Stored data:
Segment Open

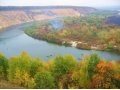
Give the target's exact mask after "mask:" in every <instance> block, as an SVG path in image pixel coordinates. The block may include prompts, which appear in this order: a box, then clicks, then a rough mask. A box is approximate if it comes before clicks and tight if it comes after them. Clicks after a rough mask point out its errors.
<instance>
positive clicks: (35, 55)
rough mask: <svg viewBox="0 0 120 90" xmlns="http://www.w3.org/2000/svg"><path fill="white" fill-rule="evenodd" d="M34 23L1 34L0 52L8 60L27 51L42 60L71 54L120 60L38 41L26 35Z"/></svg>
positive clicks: (45, 59)
mask: <svg viewBox="0 0 120 90" xmlns="http://www.w3.org/2000/svg"><path fill="white" fill-rule="evenodd" d="M30 25H32V23H26V24H21V25H17V26H12V27H9V28H6V29H7V30H5V31H4V32H1V33H0V52H2V53H4V54H5V55H6V56H7V57H8V58H9V57H11V56H14V55H19V54H20V53H21V52H23V51H26V52H28V53H29V54H30V55H31V56H32V57H40V58H41V59H42V60H49V59H52V58H54V57H55V56H57V55H66V54H71V55H74V56H75V57H76V59H78V60H80V59H81V58H82V56H83V55H84V54H92V53H97V54H98V55H99V56H100V57H101V58H103V59H107V60H120V55H118V54H116V53H111V52H105V51H95V50H80V49H77V48H74V47H65V46H59V45H56V44H51V43H48V42H46V41H42V40H37V39H34V38H31V37H29V36H28V35H26V34H25V33H24V29H25V28H26V27H28V26H30Z"/></svg>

Segment Closed

→ YOUR INSTRUCTIONS
Word for word, repeat each record above; leave out every picture.

→ RESPONSE BELOW
Give the target's exact mask after "mask:" in every <instance> block, as an SVG path in image pixel coordinates. The block may include prompts, which appear in this order: a box, then clicks, then a rough mask. A box is approximate if it comes before clicks and tight if it comes after them. Clicks after a rough mask point out its errors.
<instance>
positive clicks: (35, 55)
rough mask: <svg viewBox="0 0 120 90" xmlns="http://www.w3.org/2000/svg"><path fill="white" fill-rule="evenodd" d="M34 23L1 34L0 52L8 60L27 51L42 60L71 54L120 60L38 41L26 35Z"/></svg>
positive clicks: (45, 59)
mask: <svg viewBox="0 0 120 90" xmlns="http://www.w3.org/2000/svg"><path fill="white" fill-rule="evenodd" d="M30 25H32V23H26V24H21V25H17V26H12V27H9V28H6V29H7V30H5V31H4V32H1V33H0V52H2V53H4V54H5V55H6V56H7V57H8V58H9V57H11V56H14V55H19V54H20V53H21V52H23V51H26V52H28V53H29V54H30V55H31V56H32V57H40V58H41V59H42V60H49V59H52V58H54V57H55V56H57V55H66V54H71V55H74V56H75V57H76V59H78V60H80V59H81V58H82V56H83V55H84V54H92V53H97V54H98V55H99V56H100V57H101V58H103V59H107V60H120V55H118V54H116V53H111V52H105V51H95V50H80V49H77V48H74V47H65V46H59V45H56V44H51V43H48V42H46V41H42V40H37V39H34V38H31V37H29V36H28V35H26V34H25V33H24V29H25V28H26V27H28V26H30Z"/></svg>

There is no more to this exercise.